What this task involves
Each entry below is to be copied verbatim, with no line missing.

Stored data

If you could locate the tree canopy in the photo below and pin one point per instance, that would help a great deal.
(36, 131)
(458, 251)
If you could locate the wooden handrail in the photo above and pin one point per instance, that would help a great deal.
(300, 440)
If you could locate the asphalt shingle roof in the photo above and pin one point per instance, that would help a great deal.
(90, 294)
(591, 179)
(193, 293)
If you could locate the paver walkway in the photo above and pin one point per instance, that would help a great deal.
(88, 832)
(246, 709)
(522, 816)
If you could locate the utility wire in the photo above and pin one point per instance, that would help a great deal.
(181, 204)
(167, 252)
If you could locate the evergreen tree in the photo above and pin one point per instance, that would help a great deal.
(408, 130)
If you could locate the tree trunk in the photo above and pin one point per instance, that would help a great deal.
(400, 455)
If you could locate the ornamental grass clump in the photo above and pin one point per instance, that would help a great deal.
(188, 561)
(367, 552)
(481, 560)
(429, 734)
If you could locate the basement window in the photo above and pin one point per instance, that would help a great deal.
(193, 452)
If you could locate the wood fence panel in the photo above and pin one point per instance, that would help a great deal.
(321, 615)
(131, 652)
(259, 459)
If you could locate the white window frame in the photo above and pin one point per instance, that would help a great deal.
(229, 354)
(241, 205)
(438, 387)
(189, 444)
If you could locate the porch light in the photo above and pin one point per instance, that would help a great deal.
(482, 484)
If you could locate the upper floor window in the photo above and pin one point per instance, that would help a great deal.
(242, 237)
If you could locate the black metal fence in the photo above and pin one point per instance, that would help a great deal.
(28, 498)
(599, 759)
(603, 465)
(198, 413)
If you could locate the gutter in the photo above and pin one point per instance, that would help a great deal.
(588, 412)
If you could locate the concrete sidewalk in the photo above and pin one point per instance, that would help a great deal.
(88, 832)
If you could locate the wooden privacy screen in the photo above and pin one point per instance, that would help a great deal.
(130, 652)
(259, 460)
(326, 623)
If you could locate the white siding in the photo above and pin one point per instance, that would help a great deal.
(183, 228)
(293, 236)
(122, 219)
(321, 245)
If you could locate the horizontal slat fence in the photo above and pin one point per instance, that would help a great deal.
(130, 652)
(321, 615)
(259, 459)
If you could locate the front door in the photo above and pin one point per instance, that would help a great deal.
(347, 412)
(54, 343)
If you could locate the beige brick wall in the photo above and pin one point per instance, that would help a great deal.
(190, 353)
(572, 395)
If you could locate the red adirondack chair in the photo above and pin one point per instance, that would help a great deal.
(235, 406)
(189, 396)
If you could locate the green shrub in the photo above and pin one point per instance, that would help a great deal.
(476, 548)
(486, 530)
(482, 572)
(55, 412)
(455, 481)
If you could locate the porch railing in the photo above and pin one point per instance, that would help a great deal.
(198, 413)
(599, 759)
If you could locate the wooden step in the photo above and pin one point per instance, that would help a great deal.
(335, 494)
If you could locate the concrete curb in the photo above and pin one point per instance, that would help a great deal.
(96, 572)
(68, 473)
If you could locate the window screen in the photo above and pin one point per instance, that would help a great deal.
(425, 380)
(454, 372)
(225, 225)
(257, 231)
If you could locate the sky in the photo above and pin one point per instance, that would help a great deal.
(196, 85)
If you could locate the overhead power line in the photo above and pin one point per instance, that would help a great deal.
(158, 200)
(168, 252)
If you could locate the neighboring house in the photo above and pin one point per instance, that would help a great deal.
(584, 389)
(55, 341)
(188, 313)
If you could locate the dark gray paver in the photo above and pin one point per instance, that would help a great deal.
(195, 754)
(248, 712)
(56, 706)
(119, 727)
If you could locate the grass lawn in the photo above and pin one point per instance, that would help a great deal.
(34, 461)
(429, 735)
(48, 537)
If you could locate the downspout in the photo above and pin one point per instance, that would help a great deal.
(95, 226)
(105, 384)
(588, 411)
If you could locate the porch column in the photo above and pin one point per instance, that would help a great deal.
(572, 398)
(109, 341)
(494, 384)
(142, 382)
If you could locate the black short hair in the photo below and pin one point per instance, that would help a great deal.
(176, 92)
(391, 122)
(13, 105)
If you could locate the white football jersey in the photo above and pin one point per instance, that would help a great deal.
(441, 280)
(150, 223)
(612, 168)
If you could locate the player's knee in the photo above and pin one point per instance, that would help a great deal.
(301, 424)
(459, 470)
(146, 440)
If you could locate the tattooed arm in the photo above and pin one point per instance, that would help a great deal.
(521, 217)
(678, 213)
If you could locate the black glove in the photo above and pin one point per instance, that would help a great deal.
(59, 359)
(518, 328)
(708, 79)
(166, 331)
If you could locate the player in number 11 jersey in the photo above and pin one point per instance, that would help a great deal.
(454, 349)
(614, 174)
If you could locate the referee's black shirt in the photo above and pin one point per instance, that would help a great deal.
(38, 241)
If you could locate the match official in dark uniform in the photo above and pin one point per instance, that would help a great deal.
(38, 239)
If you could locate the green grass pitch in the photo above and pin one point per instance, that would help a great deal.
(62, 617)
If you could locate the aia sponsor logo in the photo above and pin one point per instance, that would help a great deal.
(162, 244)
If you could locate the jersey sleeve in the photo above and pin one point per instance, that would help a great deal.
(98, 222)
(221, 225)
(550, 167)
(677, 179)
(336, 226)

Answer to this exercise
If you could locate the tree canopy in the photo below and pin one point per instance, that would help a great deal.
(36, 131)
(458, 251)
If you could locate the wooden handrail in the photo above and pin one point per instance, that would help a great deal.
(300, 440)
If you could locate the asphalt shingle roof in the photo above and pin one point per instance, that would help a great deal.
(90, 294)
(591, 179)
(193, 293)
If you could locate the paver walkway in the photo above and pin one point per instance, that would help a great deal.
(88, 832)
(246, 709)
(522, 816)
If you could locate the utility wire in the photo above and pin one point per instance, that would help a great deal.
(181, 204)
(167, 252)
If you could locate the evergreen tree in the photo above and pin one point per instance, that would help a great deal.
(408, 130)
If you could locate the tree trunk in the photo above and pin one point per instance, that would help a great deal.
(400, 455)
If you could locate the ornamental grass clump in the photo above and pin one point per instance, that would help a great deal.
(188, 561)
(367, 552)
(481, 560)
(429, 734)
If you could locate the basement window in the photo above and pin one point per instance, that would help a great deal.
(193, 452)
If you could locate the wood fence panel in the photo above and pin one point per instance, that would help a great deal.
(321, 615)
(131, 652)
(259, 459)
If you could locate the white window frame in the photo above and pin one point per instance, that would help a great deal.
(229, 354)
(241, 205)
(438, 387)
(189, 444)
If you could locate the porch light in the photo above and pin one point per instance, that would help a great deal.
(482, 484)
If you could locate the upper floor window in the photo above and pin one point per instance, that would help a great deal.
(242, 237)
If you could locate the black metal fence in the photo above and pin one point per instance, that would help a great deal.
(28, 498)
(599, 759)
(603, 465)
(198, 413)
If you could locate the gutter in the photo above and pin one point per instance, that would help a great deal.
(588, 412)
If you could locate the concrete sidewalk in the photo above and pin one point per instance, that would help a great deal.
(88, 832)
If you could locate the wooden privacy screen in the photo above and pin one point per instance, that would help a great deal.
(130, 652)
(259, 460)
(326, 623)
If you could locate the white siding in the photo above and pin one point per instance, that would help a great deal.
(183, 228)
(293, 236)
(122, 219)
(321, 245)
If you could locate the horizontal slat fence in the photo above and pin one point per instance, that would help a great deal.
(130, 652)
(321, 615)
(259, 459)
If you could locate the front door in the photo above and pin one point per instance, that would help a great deal.
(347, 412)
(54, 343)
If you could locate the beige brick wall in the photo above and pin one point per instance, that would help a great deal.
(190, 353)
(572, 395)
If you could locate the red adirondack chair in the photo above and pin one point per instance, that would help a great deal.
(235, 406)
(189, 396)
If you could locate the green shrub in the photo above and pin one point per instance, that would help a great deal.
(476, 548)
(486, 530)
(482, 572)
(55, 412)
(455, 481)
If you could locate the porch railing in the photo above and pin one point per instance, that would help a great deal.
(198, 413)
(599, 759)
If you could locate the wooden step in the photo above and pin one point per instance, that would help a great deal.
(335, 494)
If you could locate the concrete curb in the photo above and pin one point per instance, that would help a great deal.
(96, 572)
(68, 473)
If you could locate the window screen in the photo above and pin one point per instance, that would help a great deal.
(425, 380)
(454, 372)
(225, 225)
(257, 231)
If you could locate the sky in the photo above and pin one point per instance, that would help a great deal.
(196, 85)
If you could locate the overhead power line in the photo above and pin one point per instance, that would help a great deal.
(158, 200)
(168, 252)
If you could locate the neighboring house in the photo above and pin one point per instance, that would help a great deal.
(584, 389)
(55, 341)
(188, 313)
If you could locate the dark gray paver in the photo above and pin one point per instance, that would help a great deal.
(195, 754)
(248, 712)
(56, 706)
(119, 727)
If you could locate the grass lawn in the photo above and pin one point per instance, that would help a great deal.
(34, 461)
(429, 735)
(48, 537)
If you could locate the downspout in the photo above and pin one point per instance, that would help a great deal.
(95, 226)
(105, 384)
(588, 411)
If you could locate the porch column in the photo above and pin one point per instance, that would help a great deal.
(572, 398)
(109, 341)
(494, 384)
(142, 382)
If you could locate the black short hair in the photo below and pin one point per instance, that would help a great deal.
(176, 92)
(391, 122)
(13, 105)
If you could locate the white football jersey in the photo above and pin one point per instance, that would help a great deal.
(441, 280)
(150, 223)
(612, 168)
If you could locate the player's knee in the photo above and pin one point per instance, that would help a great deal.
(301, 424)
(459, 470)
(146, 440)
If you could locate the tattooed arm in the photo above and pin one point per instance, that would help a great deal.
(521, 217)
(678, 213)
If you could locate the black glove in the photo above and pin one point per instance, that would help a great deal.
(59, 359)
(518, 328)
(708, 79)
(166, 331)
If you could locate the player in number 11 jersey in the photo above and pin one point per instance, that would help a great deal.
(454, 349)
(614, 174)
If you could locate the referee's black shirt in the photo above and pin one point per instance, that would help a great deal.
(38, 241)
If you could locate the match official in dark uniform in the photo above and pin one point per instance, that would help a great deal.
(38, 239)
If you could locate the green grass pitch in the photo above and pin one point per instance, that would help a great deal.
(62, 617)
If you could locate the aia sponsor logo in the photo above and pin one point per instance, that would help a great deal.
(162, 244)
If you could locate the jersey sleeve in the photo above and pin one point per instance, that would help a great deal.
(98, 222)
(221, 225)
(550, 167)
(677, 179)
(336, 226)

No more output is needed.